# Text section start
The Eurasian lynx is the target of ongoing species reintroduction proposals in Great Britain. Proposed locations include the Scottish Highlands and Kielder Forest in Northumberland, England.

Background
Lynx were extirpated from the island of Great Britain by the Middle Ages, and since the extinction of the grey wolf, the island contains no terrestrial apex predators.

Since then, deer populations have increased dramatically due to having no natural predators; with excessive deer foraging leading to prevention of forest regeneration, the stripping of tree vegetation, and removing of the shrub layer in forests, which provides a habitat for birds such as nightingales and willow warblers. Reintroducing large predators such as the lynx are seen by rewilding experts as a means of restoring balance in the ecosystem and keeping deer numbers under control.

Proposals

England
Lynx Trust UK are a registered charity campaigning for the reintroduction of lynx to the Kielder Forest in Northumberland. In 2018, a proposal to release six animals was turned down by then-Environment Secretary Michael Gove, due to findings that the proposal did not "meet the necessary standards set out in the IUCN (International Union for Conservation of Nature) guidelines and fails to give confidence that the project could be completed in practical terms or that the outputs would meet the stated aims". In 2020 the Trust began preparing a second proposal to be submitted, with three animals proposed.

The Wild East Project has proposed lynx reintroduction to areas of East Anglia.
# Text section end
# Working data start
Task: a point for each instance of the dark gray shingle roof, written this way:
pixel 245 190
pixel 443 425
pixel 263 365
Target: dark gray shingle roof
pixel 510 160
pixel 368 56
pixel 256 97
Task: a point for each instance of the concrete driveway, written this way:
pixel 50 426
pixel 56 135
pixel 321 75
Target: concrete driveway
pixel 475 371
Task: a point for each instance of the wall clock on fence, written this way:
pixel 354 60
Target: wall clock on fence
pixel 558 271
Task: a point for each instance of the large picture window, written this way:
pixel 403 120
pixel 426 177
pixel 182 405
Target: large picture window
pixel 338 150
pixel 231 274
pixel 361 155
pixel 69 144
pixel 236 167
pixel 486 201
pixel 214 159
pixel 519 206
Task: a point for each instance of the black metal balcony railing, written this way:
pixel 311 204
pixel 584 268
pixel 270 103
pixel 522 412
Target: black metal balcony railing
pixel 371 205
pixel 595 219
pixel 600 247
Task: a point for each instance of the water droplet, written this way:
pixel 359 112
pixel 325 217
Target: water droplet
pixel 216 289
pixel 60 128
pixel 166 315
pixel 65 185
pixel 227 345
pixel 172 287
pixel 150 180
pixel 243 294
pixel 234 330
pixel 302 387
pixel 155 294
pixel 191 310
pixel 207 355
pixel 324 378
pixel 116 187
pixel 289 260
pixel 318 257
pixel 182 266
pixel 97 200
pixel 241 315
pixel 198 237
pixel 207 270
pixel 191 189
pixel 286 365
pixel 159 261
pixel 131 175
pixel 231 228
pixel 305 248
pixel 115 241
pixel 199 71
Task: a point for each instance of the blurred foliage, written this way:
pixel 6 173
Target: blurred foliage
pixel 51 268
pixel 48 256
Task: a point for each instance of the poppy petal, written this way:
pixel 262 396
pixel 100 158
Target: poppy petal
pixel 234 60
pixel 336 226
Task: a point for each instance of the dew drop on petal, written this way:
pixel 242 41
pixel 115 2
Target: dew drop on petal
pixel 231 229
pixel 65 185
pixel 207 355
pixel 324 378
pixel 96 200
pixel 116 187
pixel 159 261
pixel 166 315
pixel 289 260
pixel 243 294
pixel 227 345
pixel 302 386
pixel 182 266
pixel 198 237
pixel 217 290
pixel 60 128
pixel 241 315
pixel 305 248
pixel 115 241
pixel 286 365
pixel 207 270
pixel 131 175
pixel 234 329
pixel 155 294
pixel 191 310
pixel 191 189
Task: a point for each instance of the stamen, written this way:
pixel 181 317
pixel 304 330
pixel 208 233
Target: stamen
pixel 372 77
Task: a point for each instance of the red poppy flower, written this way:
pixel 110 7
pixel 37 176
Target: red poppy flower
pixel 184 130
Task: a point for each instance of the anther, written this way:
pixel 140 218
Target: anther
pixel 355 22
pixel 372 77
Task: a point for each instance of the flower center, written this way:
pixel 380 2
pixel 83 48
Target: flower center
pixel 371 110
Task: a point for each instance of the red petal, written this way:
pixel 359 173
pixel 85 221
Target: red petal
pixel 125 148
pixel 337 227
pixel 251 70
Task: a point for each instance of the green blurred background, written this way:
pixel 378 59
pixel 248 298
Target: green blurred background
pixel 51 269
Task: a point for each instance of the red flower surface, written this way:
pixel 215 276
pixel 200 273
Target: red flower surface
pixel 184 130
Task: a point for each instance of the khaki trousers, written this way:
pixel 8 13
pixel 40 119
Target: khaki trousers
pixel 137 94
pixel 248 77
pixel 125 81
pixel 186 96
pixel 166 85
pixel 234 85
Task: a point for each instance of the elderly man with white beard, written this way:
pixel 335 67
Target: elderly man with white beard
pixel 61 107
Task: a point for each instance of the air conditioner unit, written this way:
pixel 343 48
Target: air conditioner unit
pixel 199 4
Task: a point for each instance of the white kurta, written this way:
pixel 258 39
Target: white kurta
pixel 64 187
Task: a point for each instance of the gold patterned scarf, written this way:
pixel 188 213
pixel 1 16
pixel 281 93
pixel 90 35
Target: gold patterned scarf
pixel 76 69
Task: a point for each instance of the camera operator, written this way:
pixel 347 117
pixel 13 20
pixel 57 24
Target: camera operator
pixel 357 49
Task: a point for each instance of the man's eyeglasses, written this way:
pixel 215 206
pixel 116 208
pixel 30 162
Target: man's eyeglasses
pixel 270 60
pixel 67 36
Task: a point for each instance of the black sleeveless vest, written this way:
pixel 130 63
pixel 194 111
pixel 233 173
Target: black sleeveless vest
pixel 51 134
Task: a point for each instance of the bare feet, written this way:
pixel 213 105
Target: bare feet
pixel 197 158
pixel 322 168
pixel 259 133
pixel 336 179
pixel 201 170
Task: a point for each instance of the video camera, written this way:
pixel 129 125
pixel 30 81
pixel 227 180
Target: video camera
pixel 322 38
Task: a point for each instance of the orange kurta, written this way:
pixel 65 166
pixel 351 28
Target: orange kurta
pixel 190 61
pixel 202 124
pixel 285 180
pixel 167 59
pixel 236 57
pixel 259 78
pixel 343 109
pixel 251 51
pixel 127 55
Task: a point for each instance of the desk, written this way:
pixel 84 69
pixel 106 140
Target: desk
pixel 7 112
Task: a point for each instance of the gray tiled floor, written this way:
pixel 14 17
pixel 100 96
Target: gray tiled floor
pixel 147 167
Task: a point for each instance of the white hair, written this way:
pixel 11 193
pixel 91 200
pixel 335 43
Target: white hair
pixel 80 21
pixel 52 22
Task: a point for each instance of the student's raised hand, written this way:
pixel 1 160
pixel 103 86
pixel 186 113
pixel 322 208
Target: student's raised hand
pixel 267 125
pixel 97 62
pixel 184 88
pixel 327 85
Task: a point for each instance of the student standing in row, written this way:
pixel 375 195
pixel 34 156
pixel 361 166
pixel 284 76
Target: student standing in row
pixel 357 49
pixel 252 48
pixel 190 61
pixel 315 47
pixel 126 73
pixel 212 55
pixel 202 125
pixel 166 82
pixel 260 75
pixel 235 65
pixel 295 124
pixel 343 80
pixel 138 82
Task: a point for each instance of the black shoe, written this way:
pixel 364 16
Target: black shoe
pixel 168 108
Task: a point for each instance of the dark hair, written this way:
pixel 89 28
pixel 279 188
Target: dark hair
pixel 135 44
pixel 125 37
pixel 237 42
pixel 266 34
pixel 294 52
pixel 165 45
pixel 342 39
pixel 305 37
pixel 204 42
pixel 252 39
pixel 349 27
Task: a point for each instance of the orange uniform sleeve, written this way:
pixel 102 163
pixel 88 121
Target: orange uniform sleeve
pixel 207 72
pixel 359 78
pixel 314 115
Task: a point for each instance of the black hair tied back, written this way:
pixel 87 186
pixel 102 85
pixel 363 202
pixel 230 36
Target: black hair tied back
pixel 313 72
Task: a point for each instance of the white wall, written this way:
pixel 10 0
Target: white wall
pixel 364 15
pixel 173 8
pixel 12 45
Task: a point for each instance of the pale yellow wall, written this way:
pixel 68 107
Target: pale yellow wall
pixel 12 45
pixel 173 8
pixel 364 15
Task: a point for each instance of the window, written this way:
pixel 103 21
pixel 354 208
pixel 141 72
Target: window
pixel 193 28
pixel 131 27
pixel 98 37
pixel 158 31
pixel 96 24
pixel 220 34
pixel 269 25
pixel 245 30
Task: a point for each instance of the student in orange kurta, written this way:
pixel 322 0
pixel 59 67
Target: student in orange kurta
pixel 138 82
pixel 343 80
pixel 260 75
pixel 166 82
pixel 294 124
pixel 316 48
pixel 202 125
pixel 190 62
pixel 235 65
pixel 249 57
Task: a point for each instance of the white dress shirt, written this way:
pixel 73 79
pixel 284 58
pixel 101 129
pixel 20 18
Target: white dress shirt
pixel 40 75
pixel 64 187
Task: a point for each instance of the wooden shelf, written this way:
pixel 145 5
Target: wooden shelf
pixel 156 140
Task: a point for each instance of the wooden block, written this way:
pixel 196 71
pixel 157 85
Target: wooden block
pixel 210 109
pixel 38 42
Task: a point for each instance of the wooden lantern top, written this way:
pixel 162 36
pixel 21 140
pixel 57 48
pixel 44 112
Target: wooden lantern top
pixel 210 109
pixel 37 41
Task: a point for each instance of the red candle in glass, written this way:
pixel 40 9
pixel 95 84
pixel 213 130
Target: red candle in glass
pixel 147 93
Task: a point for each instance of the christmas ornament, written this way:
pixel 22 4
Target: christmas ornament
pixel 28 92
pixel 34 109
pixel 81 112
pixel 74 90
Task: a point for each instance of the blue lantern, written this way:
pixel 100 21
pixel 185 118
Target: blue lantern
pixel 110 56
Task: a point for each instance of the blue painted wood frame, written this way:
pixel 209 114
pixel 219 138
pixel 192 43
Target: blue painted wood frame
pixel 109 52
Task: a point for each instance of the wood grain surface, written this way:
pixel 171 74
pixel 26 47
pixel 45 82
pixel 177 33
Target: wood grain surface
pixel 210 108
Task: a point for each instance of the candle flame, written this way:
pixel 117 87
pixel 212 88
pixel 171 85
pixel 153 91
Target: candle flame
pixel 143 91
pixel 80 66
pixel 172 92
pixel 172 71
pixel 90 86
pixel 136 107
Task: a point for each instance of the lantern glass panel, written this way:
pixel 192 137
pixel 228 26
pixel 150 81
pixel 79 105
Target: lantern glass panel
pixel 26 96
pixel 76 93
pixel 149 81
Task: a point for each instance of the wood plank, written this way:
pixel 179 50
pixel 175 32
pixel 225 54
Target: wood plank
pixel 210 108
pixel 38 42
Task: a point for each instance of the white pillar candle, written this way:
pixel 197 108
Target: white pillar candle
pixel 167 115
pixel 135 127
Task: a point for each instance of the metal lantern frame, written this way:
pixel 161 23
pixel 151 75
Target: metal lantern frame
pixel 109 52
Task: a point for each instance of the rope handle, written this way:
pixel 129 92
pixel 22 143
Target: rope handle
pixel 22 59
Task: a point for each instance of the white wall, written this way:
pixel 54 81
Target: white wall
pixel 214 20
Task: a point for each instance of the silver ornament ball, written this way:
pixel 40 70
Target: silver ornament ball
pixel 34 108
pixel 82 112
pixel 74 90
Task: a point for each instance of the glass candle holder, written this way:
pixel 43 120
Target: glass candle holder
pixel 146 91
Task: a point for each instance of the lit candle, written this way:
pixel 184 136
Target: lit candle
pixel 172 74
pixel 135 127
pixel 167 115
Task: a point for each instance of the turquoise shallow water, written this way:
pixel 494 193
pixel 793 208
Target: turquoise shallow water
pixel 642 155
# Working data end
# Working data start
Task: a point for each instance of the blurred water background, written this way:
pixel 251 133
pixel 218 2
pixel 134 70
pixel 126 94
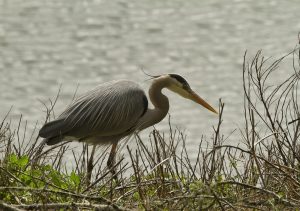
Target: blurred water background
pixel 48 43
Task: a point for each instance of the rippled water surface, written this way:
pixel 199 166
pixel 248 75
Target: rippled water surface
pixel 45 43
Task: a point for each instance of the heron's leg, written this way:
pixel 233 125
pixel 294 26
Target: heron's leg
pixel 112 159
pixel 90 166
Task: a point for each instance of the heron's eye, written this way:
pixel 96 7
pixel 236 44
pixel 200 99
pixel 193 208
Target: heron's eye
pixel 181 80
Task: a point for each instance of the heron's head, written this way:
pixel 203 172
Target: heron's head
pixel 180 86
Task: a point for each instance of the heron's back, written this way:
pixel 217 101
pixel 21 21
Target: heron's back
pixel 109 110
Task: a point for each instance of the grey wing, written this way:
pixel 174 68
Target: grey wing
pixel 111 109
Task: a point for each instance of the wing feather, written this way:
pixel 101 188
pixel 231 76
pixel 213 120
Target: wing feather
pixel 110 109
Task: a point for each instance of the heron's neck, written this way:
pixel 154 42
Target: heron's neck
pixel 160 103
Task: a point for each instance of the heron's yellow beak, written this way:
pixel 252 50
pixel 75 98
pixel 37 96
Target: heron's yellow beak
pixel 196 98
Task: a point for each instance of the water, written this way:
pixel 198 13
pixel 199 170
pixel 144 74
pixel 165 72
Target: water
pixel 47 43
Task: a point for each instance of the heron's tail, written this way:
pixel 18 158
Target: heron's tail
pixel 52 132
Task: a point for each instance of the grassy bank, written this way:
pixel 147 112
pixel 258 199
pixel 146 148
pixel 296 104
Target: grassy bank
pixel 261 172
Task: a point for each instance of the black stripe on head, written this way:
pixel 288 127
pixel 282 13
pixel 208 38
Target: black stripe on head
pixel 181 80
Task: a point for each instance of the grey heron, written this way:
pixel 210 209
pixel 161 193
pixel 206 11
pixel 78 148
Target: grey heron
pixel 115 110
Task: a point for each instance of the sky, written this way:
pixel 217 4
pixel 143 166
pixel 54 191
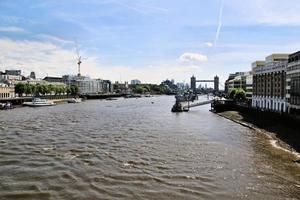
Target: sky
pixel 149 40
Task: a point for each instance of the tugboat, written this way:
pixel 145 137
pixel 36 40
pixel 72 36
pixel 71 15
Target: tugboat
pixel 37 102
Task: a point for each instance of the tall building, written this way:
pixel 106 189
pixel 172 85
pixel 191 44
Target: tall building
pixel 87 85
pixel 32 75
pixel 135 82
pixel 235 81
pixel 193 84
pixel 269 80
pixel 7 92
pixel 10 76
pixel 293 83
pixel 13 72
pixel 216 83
# Working data end
Task requirements:
**a)** In the records, starting at the line containing "Task: a point for each instance of the dark gray" and ending at the line containing "pixel 48 256", swap every "Target" for "Label" and leave all else as it is.
**b)** Extend the text on lynx reintroduction in Great Britain, picking up after its last sentence.

Responses:
**a)**
Task: a point for each instance of the dark gray shingle roof, written this way:
pixel 245 190
pixel 443 425
pixel 263 365
Label: dark gray shingle roof
pixel 510 160
pixel 368 56
pixel 256 97
Task: a point for each instance of the concrete driveway, written this way:
pixel 50 426
pixel 56 135
pixel 321 75
Label: concrete driveway
pixel 475 371
Task: a point for each instance of the wall clock on fence, written this way:
pixel 354 60
Label: wall clock on fence
pixel 558 271
Task: a point for each instance of the large picture window, written this way:
pixel 403 120
pixel 426 177
pixel 182 405
Label: large picture window
pixel 338 150
pixel 231 274
pixel 361 155
pixel 69 144
pixel 236 167
pixel 486 201
pixel 214 159
pixel 519 206
Task: a point for each instance of the black metal balcony railing, written this way:
pixel 311 204
pixel 584 268
pixel 270 103
pixel 522 412
Label: black metal balcony railing
pixel 371 205
pixel 595 219
pixel 600 247
Task: a point for each instance of the water droplet, written this way:
pixel 359 112
pixel 325 217
Label: water droplet
pixel 216 289
pixel 60 128
pixel 166 315
pixel 65 185
pixel 227 345
pixel 172 287
pixel 150 180
pixel 243 294
pixel 234 330
pixel 302 387
pixel 155 294
pixel 191 310
pixel 207 355
pixel 324 378
pixel 116 187
pixel 289 260
pixel 318 257
pixel 182 266
pixel 97 200
pixel 241 315
pixel 198 237
pixel 207 270
pixel 191 189
pixel 286 365
pixel 159 261
pixel 131 175
pixel 231 228
pixel 305 248
pixel 115 241
pixel 199 71
Task: a point for each instance of the blurred foliage, written this way:
pixel 6 173
Label: blurred foliage
pixel 51 268
pixel 48 256

**b)**
Scotland
Lynx reintroduction into the Scottish Highlands has been proposed since 2008, and a study by Lynx Trust UK and the University of Lancaster found that the Scottish countryside would be able to support a population of up to 250 animals. In 2020, Lynx Trust UK began a consultation into releasing lynx into the Queen Elizabeth Forest Park north of Glasgow.

Support
The proposals have met opposition from sheep farmers, citing threats the lynx would pose to their flocks; despite research indicating that because lynx also predate on foxes, the number of lambs killed would reduce.

Tony Juniper, chairman of Natural England, voiced his support for the "inspiring" proposal in 2020, stating that it could help to cut deer numbers. Scottish rewilding charity Trees for Life supports lynx reintroduction, claiming it would "restore ecological processes that have been missing for centuries, and provide a free and efficient deer management service".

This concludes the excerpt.